Data from a collection
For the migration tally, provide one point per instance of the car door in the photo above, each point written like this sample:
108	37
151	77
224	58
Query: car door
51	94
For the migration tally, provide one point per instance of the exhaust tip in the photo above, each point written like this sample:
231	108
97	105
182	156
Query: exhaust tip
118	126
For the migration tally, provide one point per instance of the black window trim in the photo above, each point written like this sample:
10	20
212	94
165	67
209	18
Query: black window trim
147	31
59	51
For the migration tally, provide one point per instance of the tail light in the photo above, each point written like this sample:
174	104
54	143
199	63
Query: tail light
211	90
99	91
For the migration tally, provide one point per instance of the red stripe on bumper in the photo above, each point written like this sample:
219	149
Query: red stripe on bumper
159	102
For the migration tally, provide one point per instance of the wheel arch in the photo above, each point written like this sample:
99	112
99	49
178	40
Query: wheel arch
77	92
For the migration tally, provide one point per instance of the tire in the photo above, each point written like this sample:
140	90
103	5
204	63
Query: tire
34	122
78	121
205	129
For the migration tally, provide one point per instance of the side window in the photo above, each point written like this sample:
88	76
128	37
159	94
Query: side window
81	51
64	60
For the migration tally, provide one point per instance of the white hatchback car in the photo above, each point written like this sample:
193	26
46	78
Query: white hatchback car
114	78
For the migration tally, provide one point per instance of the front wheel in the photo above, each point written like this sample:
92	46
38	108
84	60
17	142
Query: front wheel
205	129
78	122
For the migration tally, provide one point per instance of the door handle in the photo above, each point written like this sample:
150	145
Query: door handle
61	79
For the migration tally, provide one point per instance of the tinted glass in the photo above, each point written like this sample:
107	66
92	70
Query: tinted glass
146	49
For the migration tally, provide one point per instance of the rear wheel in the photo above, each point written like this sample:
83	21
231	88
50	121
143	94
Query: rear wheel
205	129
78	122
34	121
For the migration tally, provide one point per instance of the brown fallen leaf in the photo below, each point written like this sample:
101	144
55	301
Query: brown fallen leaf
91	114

Brief — Copy out, word for word, the part of the data above that opens with the line containing "of the tinted" and runs through the last line of the data, keeping both ends.

Exercise response —
For the migration tally, provide one point per instance of the tinted glass in the photo above, each point written like this sample:
107	66
92	70
Query: tinted glass
146	49
For the migration tally, provide one point per instance of the rear wheel in the photo above, each point written like this sample:
83	21
231	88
50	121
143	94
Query: rear wheel
205	129
78	122
34	121
For the migration tally, provide one point per instance of the brown fallen leaf in the photo below, each point written like this sample:
101	144
55	301
Query: brown fallen leaf
91	114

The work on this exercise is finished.